● **WHAT YOU ARE ASKED TO DO**:
Rewrite the material from the line that has "Note to the class: point to the pink" through the end of the material, replacing "for every instance" with "for each occurrence" and keeping everything else the same.

— BEGIN —

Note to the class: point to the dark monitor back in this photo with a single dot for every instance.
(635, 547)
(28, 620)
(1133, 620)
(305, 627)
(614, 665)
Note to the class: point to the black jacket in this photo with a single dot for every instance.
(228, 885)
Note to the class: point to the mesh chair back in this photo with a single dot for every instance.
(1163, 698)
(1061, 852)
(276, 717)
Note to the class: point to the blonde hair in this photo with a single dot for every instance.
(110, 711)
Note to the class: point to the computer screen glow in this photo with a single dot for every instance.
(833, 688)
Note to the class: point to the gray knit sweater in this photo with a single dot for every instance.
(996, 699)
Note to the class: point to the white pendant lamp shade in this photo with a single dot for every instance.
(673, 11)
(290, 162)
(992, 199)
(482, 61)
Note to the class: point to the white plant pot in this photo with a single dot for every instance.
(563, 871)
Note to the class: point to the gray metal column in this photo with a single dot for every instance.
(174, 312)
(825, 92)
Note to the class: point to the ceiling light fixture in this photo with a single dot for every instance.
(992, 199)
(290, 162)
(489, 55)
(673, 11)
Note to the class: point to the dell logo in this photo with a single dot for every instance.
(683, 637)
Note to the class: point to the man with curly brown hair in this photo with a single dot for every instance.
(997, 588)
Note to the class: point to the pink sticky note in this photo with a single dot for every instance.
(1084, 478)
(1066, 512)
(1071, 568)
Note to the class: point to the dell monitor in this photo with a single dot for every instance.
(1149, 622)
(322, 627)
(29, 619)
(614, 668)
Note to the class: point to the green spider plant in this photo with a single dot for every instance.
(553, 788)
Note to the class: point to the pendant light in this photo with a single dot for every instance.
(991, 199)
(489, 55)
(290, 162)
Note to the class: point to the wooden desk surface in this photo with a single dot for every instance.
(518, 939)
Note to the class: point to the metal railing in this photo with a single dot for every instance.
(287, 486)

— END —

● **SOLUTION TO THE PROBLEM**:
Note to the class: point to the pink sticky note in this photo with a single dot for each occurrence.
(1084, 478)
(1066, 512)
(1071, 568)
Note to the class: point to the dell monitor in this photo with a single dot for each occurrence.
(1149, 622)
(322, 627)
(29, 619)
(614, 668)
Note to the class: point to the green spider plant in this photo with a single dot for each occurrence.
(553, 788)
Note to the class: point to the pendant light in this photo with a single dot for each occurrence.
(991, 199)
(489, 55)
(290, 162)
Note to the class: point to the wooden desk surface in this photo with a single dot for each occurrence.
(518, 939)
Note to the class: point to the metal railing in this photo with a single dot for each occurrence.
(287, 486)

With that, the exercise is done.